-- What is asked --
Can you write out the part of the records that runs from their very start through the line containing "310, 159, 500, 197" (that line included), requests and all, and scale every coordinate in the answers by 2.4, rounding to whole numbers with halves going up? Numbers in the requests and their format samples stay as they are.

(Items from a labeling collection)
________________________

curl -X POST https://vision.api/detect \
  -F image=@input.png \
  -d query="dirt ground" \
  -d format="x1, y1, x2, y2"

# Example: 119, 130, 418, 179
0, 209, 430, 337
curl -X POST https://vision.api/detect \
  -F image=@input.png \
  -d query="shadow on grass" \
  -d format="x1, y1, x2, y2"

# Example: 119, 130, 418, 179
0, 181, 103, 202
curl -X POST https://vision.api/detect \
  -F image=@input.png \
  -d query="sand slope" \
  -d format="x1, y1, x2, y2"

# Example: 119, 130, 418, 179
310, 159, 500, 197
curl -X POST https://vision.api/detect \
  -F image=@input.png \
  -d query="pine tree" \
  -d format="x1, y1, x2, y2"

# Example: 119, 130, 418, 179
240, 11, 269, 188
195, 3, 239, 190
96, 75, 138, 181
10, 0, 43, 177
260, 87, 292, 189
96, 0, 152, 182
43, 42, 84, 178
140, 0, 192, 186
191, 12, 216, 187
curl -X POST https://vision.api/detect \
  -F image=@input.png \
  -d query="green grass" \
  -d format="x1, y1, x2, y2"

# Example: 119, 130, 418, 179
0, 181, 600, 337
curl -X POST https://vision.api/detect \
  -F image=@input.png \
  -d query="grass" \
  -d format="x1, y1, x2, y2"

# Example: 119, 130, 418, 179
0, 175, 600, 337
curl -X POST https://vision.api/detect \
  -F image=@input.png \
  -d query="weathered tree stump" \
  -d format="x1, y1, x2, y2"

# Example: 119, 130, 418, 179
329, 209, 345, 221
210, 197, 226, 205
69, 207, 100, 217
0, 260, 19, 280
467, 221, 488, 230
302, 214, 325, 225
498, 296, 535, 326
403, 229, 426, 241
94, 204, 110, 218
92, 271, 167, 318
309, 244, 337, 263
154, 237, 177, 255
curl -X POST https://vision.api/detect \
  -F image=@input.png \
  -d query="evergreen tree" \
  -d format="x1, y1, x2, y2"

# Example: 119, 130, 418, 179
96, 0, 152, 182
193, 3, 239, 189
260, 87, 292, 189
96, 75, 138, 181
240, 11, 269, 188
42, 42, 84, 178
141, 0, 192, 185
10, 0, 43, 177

________________________

-- Task output --
curl -X POST https://vision.api/detect \
  -F image=@input.png \
  -d query="dirt ground" \
  -d format="x1, y1, x2, y2"

# Example: 119, 130, 418, 179
0, 502, 1032, 809
curl -X POST https://vision.api/detect \
  -F image=@input.png \
  -d query="shadow on grass" \
  -d format="x1, y1, x2, y2"

# Example: 119, 130, 418, 179
0, 434, 247, 485
curl -X POST https://vision.api/detect \
  -F image=@input.png \
  -d query="sand slope" \
  -d format="x1, y1, x2, y2"

# Example: 119, 130, 418, 179
744, 382, 1200, 473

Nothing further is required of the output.